**Request:** Copy every entry precisely.

--- --- ---

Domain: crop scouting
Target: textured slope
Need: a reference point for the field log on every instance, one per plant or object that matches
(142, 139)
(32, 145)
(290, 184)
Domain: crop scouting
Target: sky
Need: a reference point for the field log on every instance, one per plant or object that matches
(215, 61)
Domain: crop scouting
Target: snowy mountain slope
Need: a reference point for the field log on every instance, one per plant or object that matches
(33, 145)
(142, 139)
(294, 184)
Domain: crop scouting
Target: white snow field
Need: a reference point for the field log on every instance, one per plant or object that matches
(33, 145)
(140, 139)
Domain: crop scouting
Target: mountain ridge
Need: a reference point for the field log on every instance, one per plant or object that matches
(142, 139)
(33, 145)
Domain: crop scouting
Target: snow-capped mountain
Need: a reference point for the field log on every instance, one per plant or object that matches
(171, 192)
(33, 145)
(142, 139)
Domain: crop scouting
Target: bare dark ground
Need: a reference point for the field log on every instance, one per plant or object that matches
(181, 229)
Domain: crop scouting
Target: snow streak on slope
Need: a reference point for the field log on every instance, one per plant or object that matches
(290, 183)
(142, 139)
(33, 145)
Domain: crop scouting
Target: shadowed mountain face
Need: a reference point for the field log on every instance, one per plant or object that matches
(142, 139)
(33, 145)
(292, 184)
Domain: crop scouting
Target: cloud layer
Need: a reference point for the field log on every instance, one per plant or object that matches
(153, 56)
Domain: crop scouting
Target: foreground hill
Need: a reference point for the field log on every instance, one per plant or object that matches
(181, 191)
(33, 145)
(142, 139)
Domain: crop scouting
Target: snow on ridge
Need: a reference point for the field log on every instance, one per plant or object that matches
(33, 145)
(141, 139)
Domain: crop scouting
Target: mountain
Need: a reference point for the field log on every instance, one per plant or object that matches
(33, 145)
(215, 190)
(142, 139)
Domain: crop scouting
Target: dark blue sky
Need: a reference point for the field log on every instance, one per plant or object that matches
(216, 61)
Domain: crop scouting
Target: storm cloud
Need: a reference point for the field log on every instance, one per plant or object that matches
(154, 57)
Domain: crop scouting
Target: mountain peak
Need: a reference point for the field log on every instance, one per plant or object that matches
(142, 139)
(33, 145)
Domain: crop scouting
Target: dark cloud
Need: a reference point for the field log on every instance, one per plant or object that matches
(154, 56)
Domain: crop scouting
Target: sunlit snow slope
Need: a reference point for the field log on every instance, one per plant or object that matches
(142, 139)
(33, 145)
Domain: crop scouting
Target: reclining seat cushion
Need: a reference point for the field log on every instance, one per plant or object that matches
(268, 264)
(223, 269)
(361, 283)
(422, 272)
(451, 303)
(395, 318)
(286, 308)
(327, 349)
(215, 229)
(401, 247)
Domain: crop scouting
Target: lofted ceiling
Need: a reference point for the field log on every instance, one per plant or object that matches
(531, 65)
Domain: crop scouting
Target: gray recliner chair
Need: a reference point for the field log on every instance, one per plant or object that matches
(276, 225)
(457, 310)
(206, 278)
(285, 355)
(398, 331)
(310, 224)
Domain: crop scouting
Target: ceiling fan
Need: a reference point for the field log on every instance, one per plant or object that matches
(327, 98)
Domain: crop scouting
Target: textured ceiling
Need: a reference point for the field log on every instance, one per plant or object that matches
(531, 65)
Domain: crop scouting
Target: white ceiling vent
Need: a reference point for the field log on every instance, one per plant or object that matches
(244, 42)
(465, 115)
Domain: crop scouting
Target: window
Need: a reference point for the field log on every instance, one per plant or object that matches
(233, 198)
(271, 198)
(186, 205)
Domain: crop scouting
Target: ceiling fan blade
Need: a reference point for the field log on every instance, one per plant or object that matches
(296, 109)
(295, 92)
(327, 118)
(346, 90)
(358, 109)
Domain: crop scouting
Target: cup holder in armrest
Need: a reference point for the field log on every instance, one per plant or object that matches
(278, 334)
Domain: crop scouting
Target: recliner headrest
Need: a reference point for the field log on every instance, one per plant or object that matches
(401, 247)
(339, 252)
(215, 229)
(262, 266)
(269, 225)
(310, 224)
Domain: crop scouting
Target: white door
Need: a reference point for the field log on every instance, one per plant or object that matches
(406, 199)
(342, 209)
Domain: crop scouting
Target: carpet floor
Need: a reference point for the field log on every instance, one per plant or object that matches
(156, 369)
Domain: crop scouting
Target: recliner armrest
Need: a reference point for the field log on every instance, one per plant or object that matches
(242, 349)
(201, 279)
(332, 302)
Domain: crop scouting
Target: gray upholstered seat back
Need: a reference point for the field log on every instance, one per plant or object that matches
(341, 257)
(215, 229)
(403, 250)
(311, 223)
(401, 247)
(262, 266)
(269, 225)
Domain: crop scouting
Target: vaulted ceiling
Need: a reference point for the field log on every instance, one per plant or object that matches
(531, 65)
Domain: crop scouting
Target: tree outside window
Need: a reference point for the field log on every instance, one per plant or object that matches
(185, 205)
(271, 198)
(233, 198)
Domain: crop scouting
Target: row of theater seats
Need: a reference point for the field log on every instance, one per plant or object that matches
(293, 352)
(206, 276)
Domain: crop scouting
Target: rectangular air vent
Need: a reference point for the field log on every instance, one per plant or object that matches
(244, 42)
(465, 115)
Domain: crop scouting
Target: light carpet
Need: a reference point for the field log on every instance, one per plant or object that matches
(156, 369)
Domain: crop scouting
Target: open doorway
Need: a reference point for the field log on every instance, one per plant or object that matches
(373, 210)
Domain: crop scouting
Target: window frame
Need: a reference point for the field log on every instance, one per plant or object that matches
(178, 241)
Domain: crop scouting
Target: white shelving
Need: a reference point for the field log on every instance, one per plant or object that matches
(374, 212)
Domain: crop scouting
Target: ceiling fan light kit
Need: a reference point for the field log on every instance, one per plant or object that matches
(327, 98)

--- --- ---

**Result of this exercise:**
Domain: crop scouting
Target: textured slope
Need: a reference point for the field log on every instance, one per plant or object that matches
(142, 139)
(32, 145)
(290, 184)
Domain: crop scouting
Target: sky
Need: a reference point for the field log on every instance, one per plant or object that matches
(215, 61)
Domain: crop scouting
Target: snowy mountain slope
Need: a reference point for the field log on every instance, one per plant or object that matches
(33, 145)
(142, 139)
(294, 184)
Domain: crop scouting
Target: white snow field
Need: a reference point for the field log on every instance, one per plant or object that matches
(33, 145)
(140, 139)
Domain: crop scouting
Target: mountain ridge
Need: a reference point for the field log on every instance, one per plant or object that matches
(142, 139)
(33, 145)
Domain: crop scouting
Target: snow-capped mountain
Need: a reference point for the field log on every instance, one per plant or object that matches
(171, 192)
(33, 145)
(142, 139)
Domain: crop scouting
Target: bare dark ground
Need: a reference point for the field log on every instance, one per plant or object that matches
(181, 229)
Domain: crop scouting
Target: snow streak on slope
Need: a reference point for the field log on every instance, one per plant or object that matches
(290, 183)
(142, 139)
(33, 145)
Domain: crop scouting
Target: shadowed mountain face
Need: a reference point for the field log on every instance, one per plant or object that matches
(142, 139)
(33, 145)
(292, 184)
Domain: crop scouting
Target: cloud layer
Need: a reference point for the field log on every instance, one per plant or object that matches
(153, 56)
Domain: crop scouting
Target: foreground hill
Need: a reference point for the field log on every instance, one per plant or object that matches
(181, 191)
(33, 145)
(142, 139)
Domain: crop scouting
Target: snow on ridge
Need: a reference point for the field log on every instance, one per plant or object that matches
(33, 145)
(141, 139)
Domain: crop scouting
Target: mountain
Need: a reference point for the field log on every instance, one per plant or object that matches
(33, 145)
(215, 190)
(142, 139)
Domain: crop scouting
Target: dark blue sky
Need: a reference point for the field log on every instance, one per plant or object that matches
(216, 61)
Domain: crop scouting
Target: storm cloud
Need: a reference point for the field log on every instance, one per plant or object that matches
(154, 57)
Domain: crop scouting
Target: mountain peak
Need: a reference point for the field log on every instance, one per plant or object that matches
(142, 139)
(33, 145)
Domain: crop scouting
Target: dark cloud
Need: a reference point for the field log on every instance, one per plant or object that matches
(154, 56)
Domain: crop scouting
Target: sunlit snow slope
Need: a reference point for the field log on every instance, one per plant or object that matches
(142, 139)
(33, 145)
Domain: crop scouting
Target: reclining seat cushion
Need: a reference point for the field log on every instance, one per plant or object that matches
(268, 264)
(223, 269)
(361, 283)
(422, 272)
(451, 303)
(395, 318)
(286, 308)
(327, 349)
(215, 229)
(401, 247)
Domain: crop scouting
Target: lofted ceiling
Need: a reference point for the field log on every instance, one per plant or object that matches
(531, 65)
Domain: crop scouting
Target: gray recliner chair
Need: a reference point for the field log on every instance, one per plant or object that matches
(276, 225)
(457, 310)
(206, 278)
(285, 355)
(398, 331)
(310, 224)
Domain: crop scouting
Target: ceiling fan
Need: a reference point for the field log on every instance, one per plant or object that matches
(327, 98)
Domain: crop scouting
Target: textured ceiling
Need: a reference point for the field log on every instance, one per plant or object that matches
(531, 65)
Domain: crop scouting
Target: white ceiling vent
Need: a reference point for the field log on every instance, one per plant or object that matches
(244, 42)
(465, 115)
Domain: crop scouting
Target: window
Need: a reference point for the field log on every instance, one per plant or object that matches
(233, 198)
(271, 198)
(186, 205)
Domain: crop scouting
Target: ceiling fan blade
Need: a reference point for the field log on every instance, one per plant or object that matches
(296, 109)
(295, 92)
(327, 118)
(346, 90)
(358, 109)
Domain: crop scouting
Target: cup holder in armrest
Need: a reference point for the field log on every instance, one per plant or object that matches
(278, 334)
Domain: crop scouting
Target: recliner headrest
Need: a reference point for the field log on every instance, one per plant or object that matches
(401, 247)
(339, 252)
(215, 229)
(262, 266)
(269, 225)
(310, 224)
Domain: crop scouting
Target: white door
Need: a reference point for the field log on every instance, one per plant or object that matches
(406, 199)
(342, 209)
Domain: crop scouting
Target: carpet floor
Need: a reference point for the field log on every instance, one per plant or object that matches
(156, 369)
Domain: crop scouting
Target: recliner armrest
Need: a reference point for the field log on every instance, one per plant or object that matches
(242, 349)
(201, 279)
(332, 302)
Domain: crop scouting
Target: gray upholstered seat back
Need: a reference point for the field log on every instance, one per plant or object that matches
(341, 257)
(215, 229)
(403, 250)
(311, 223)
(401, 247)
(262, 266)
(269, 225)
Domain: crop scouting
Target: vaulted ceiling
Need: a reference point for the field log on every instance, one per plant or object that matches
(531, 65)
Domain: crop scouting
Target: tree outside window
Need: a reference point for the field log on every instance, one per plant or object that matches
(185, 205)
(271, 198)
(233, 198)
Domain: crop scouting
Target: row of theater seats
Need: a reference point for the field log on every instance, one per plant or object that matches
(293, 352)
(206, 276)
Domain: crop scouting
Target: rectangular air vent
Need: a reference point for the field log on every instance, one per plant or object that matches
(244, 42)
(465, 115)
Domain: crop scouting
Target: light carpet
Need: a reference point for the field log on every instance, one per plant or object that matches
(156, 369)
Domain: crop scouting
Target: open doorway
Need: a reference point for the field log on every instance, one per plant or object that matches
(373, 210)
Domain: crop scouting
Target: window frame
Need: a reference point for the field log on every instance, one per plant or object that matches
(178, 241)
Domain: crop scouting
Target: white shelving
Need: a reference point for the field log on every instance, one per plant or object that matches
(374, 212)
Domain: crop scouting
Target: ceiling fan light kit
Need: a reference point for the field log on every instance, one per plant or object that matches
(327, 98)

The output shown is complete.